-- start INPUT MATERIAL --

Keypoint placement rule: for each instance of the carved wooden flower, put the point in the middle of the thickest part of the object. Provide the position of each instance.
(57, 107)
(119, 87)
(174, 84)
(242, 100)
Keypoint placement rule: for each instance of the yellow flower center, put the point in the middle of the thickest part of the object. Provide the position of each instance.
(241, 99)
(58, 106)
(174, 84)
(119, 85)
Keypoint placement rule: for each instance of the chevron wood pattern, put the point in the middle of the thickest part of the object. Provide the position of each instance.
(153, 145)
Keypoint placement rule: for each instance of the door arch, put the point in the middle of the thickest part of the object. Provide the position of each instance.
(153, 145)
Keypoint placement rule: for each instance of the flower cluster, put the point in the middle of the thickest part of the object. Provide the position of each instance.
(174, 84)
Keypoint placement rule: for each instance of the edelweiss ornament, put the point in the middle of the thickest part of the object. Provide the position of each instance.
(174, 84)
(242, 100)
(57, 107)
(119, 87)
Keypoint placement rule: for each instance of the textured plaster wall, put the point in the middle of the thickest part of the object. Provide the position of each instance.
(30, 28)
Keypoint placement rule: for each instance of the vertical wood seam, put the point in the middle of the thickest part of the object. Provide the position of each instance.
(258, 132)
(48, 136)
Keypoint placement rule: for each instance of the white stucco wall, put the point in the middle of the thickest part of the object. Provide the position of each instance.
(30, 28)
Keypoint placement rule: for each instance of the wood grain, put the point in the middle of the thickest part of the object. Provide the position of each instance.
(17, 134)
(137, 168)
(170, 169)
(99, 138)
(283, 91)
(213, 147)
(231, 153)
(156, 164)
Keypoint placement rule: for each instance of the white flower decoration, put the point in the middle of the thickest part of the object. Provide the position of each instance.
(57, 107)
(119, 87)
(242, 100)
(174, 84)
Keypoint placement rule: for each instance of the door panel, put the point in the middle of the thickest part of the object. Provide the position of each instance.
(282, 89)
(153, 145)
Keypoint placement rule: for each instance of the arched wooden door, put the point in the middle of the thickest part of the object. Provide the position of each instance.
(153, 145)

-- end INPUT MATERIAL --

> [WHAT THE TASK REQUIRES]: Rewrite the records from the line holding "Keypoint placement rule: for each instance of the white flower" through the end of the records, inclusive, as a two-column CSV with the headers instruction and points. Give one row per record, with each value in its own quoted field and any line breaks replaced by spaces.

> [TASK RESULT]:
instruction,points
"Keypoint placement rule: for each instance of the white flower decoration, put the point in the middle of the thickest part of the object. Provide the position of each instance.","(57, 107) (119, 87) (242, 100) (174, 84)"
"Keypoint placement rule: for each instance of the door panel, put the point in the middle of the thickest part of the object. Provide the position of each instance.","(282, 89) (153, 145)"
"Keypoint placement rule: for each instance of the arched wooden door, put the point in the middle of the thickest part of the object. Provide the position of each instance.","(153, 145)"